> [Written problem]:
Count the lines in the rows below that contain the string "target", treating uppercase and lowercase as different, and reply with only that number.

> [Data shown]:
==================================================

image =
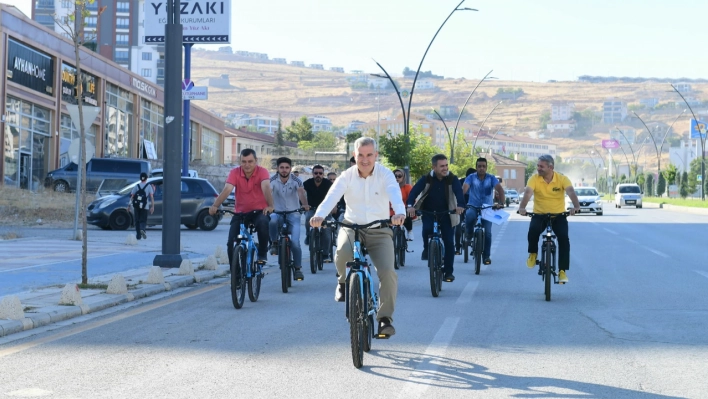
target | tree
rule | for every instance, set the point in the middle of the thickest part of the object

==================================================

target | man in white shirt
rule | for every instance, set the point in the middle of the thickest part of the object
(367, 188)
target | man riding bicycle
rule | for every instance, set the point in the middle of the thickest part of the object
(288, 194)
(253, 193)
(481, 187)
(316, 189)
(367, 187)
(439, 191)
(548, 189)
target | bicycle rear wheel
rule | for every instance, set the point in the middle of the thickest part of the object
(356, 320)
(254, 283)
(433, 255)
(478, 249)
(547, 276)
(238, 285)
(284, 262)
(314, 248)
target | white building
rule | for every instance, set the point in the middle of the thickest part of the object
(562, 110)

==================================================

> [The answer]:
5